- Supplied data:
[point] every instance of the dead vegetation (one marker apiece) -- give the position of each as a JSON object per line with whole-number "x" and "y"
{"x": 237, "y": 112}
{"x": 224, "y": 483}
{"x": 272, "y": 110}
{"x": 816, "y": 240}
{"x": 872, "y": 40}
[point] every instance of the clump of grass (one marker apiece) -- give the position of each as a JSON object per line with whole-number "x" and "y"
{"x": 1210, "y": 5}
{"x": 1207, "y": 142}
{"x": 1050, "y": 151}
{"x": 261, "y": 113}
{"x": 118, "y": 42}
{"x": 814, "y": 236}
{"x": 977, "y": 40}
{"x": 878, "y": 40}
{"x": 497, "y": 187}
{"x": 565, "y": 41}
---
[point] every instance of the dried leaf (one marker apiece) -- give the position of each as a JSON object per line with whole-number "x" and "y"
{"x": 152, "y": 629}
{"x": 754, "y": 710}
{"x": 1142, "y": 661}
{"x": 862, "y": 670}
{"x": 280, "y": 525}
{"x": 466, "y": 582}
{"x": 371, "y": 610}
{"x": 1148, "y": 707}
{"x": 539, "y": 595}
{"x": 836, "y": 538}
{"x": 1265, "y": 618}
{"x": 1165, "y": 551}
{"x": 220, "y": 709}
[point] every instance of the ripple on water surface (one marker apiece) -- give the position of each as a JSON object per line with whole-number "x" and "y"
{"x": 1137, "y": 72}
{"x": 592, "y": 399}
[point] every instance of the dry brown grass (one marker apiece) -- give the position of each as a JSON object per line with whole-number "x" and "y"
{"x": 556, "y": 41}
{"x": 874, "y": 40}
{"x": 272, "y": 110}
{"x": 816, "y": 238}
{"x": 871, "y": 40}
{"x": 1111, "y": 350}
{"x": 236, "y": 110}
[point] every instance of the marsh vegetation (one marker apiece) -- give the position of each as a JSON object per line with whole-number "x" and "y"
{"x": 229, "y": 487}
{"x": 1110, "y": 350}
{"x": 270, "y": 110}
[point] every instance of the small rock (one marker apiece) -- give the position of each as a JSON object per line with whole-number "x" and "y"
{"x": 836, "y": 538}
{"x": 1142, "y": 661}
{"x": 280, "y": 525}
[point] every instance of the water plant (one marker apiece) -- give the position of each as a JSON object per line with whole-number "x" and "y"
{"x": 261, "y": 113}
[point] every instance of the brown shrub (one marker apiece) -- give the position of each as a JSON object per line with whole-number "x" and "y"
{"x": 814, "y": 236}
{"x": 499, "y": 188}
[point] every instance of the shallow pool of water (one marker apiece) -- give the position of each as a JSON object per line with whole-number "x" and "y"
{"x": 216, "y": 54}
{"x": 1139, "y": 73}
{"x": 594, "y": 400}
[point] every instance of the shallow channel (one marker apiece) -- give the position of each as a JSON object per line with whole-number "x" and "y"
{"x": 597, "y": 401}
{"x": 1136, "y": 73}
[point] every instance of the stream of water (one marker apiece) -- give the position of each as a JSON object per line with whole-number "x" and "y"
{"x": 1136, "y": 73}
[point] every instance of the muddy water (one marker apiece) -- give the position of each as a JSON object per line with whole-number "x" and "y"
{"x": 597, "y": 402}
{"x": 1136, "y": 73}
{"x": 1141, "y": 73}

- Task details:
How many lines in the entries above contain the word "brown", with case counting? Give only the number.

- Output of the task:
2